• [Рабочее задание A]
Воспроизведите без изменений часть фрагмента о Ренуаре, начиная со слов «Случалось, художника выносили» и далее вплоть до слов «свои помыслы жизни.».
• [Рабочее задание B]
Напишите следующую часть фрагмента о старом Ренуаре, продолжив его после последнего предложения.

• [Выбранный фрагмент]
+ + + + +
Случалось, художника выносили на прогулку, и он восклицал: «До чего красиво, черт побери! Черт побери, до чего красиво!»[220] Старый человек, уже подвластный разрушительным силам смерти, Ренуар отдавал все свои помыслы жизни.
«В последний раз я видел его в Кане этой весной, – рассказывал немецкий критик Юлиус Майер-Грефе. – Он сидел один в большой светлой комнате у стола. Его неподвижное исхудалое тело – кожа да кости – занимало совсем мало места. Я подумал, что он уже давно так сидит и что, наверно, он вообще часто сидит вот так подолгу, не шевелясь. Его лицо напомнило мне иссохший лик папы с картины Тициана, с такими же заострившимися от старости чертами и столь же умное, только на лице Ренуара не было выражения настороженной хитрости и тревоги. Он спокойно глядел сквозь широкое окно на холмы, высящиеся у моря, и грелся в солнечных лучах. Он не обернулся, когда я вошел в комнату, и, казалось, не расслышал моего почтительного приветствия. Как видно, солнце занимало его несравненно больше моей персоны. В ту минуту я многое отдал бы за то, чтобы стать таким же старым, как он, – ведь тогда сблизиться с ним мне было бы куда проще, чем за пустой беседой об искусстве, которую я завел».
+ + + + +
• [Исходные данные]

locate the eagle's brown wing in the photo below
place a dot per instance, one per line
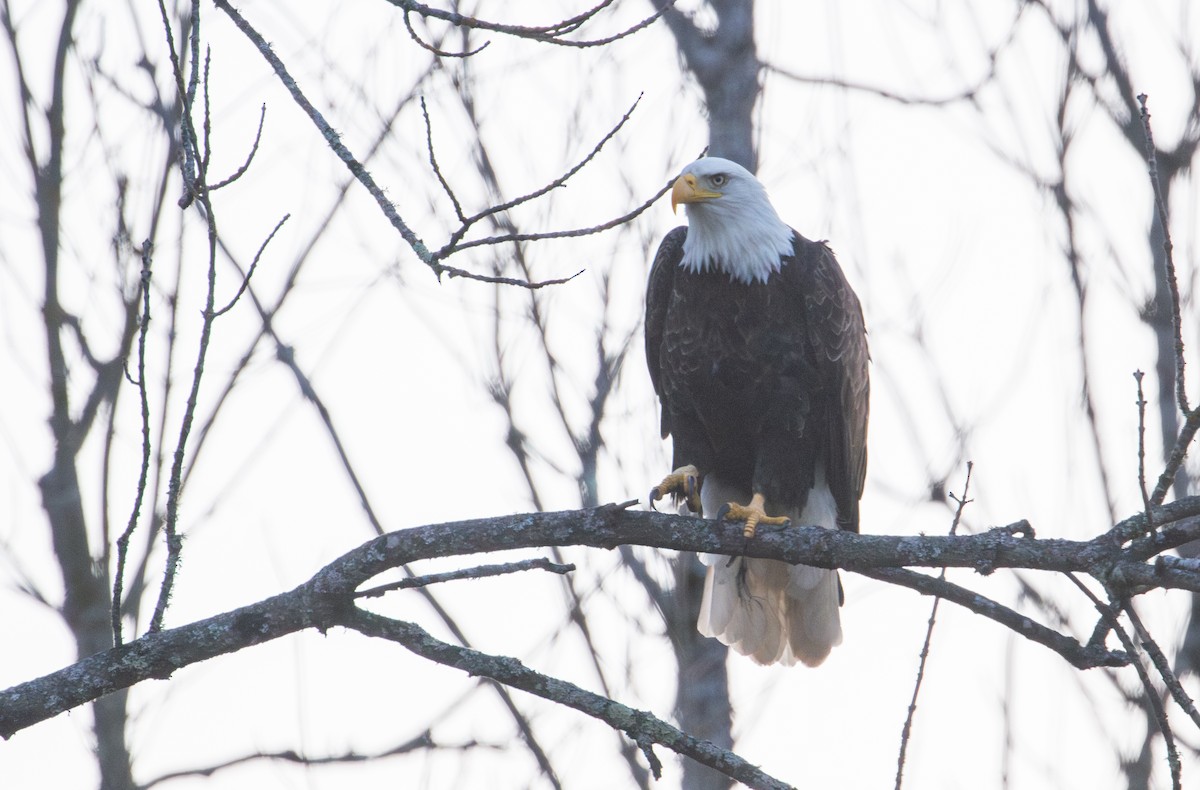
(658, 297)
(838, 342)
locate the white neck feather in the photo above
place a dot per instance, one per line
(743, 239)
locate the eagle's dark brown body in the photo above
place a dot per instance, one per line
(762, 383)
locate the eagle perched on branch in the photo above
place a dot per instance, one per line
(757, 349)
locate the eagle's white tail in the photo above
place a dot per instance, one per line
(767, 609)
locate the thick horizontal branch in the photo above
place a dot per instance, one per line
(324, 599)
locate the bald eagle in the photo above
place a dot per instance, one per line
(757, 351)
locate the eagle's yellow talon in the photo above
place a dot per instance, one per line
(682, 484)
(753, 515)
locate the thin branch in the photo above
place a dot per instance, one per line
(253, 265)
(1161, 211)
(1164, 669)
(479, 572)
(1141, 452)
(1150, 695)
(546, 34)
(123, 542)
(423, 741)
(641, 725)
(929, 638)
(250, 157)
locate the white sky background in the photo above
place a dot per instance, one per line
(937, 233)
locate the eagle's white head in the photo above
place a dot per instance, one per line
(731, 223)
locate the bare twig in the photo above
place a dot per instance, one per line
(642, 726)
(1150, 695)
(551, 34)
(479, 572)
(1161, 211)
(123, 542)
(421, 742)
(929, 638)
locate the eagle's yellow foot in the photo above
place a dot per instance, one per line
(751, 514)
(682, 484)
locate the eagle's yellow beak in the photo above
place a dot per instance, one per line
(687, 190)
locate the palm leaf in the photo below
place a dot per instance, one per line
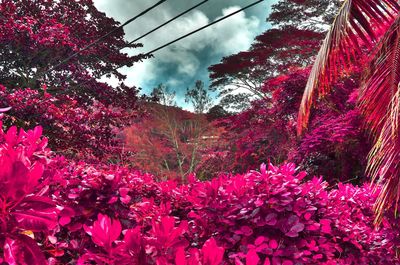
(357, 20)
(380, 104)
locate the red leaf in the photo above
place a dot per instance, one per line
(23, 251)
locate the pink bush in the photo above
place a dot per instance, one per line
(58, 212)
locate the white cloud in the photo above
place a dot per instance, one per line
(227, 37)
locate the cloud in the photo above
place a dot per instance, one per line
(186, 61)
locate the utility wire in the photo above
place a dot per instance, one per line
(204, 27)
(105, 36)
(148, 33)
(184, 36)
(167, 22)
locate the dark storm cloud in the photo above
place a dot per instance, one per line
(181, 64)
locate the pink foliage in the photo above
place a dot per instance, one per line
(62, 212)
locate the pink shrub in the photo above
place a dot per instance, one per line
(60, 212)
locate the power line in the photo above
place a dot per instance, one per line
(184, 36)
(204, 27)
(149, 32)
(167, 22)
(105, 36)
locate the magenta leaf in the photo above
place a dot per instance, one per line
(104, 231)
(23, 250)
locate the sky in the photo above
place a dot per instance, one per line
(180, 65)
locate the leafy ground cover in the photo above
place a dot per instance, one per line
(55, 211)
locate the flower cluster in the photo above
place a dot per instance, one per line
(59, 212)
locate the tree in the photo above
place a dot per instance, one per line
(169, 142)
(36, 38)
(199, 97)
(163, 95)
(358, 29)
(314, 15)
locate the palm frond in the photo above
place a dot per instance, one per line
+ + + + +
• [Ответ A]
Случалось, художника выносили на прогулку, и он восклицал: «До чего красиво, черт побери! Черт побери, до чего красиво!»[220] Старый человек, уже подвластный разрушительным силам смерти, Ренуар отдавал все свои помыслы жизни.

• [Ответ B]
С некоторых пор у Ренуара появился автомобиль. В нем совершались большие сезонные перемещения из Каня в Париж, из Парижа в Эссуа. Водил машину Батистен, тот самый, что некогда возил его по Каню в своей коляске. «Вот я и разъезжаю теперь в автомобиле, точно кокотка высшего разряда!» – насмешливо говорил художник.
Автомобили, в те времена встречавшиеся еще нечасто, стоили довольно дорого. Но эта роскошь – увы! – была ему необходима. Ренуару пришлось также оставить свою квартиру на улице Коленкур, сменив ее на другую, куда легче было подняться и, главное – с мастерской на первом этаже.
Ревматизм не давал ему покоя. В ту осень он перенес несколько мелких хирургических операций: пытались, правда без заметного успеха, увеличить подвижность его суставов.
«Меня снова царапал хирург, – писал он 15 ноября Жоржу Ривьеру. – Еще одна операция состоится через неделю, за ней последует еще одна и еще. Не знаю, когда я смогу наконец сидеть, я уже начинаю отчаиваться, все только одни отсрочки. Сегодня вечером хирург сказал, что надо подождать еще несколько недель. По правде говоря, нет ни малейшего улучшения, и я лишь все больше и больше становлюсь калекой. А так аппетит у меня нормальный. Все идет хорошо».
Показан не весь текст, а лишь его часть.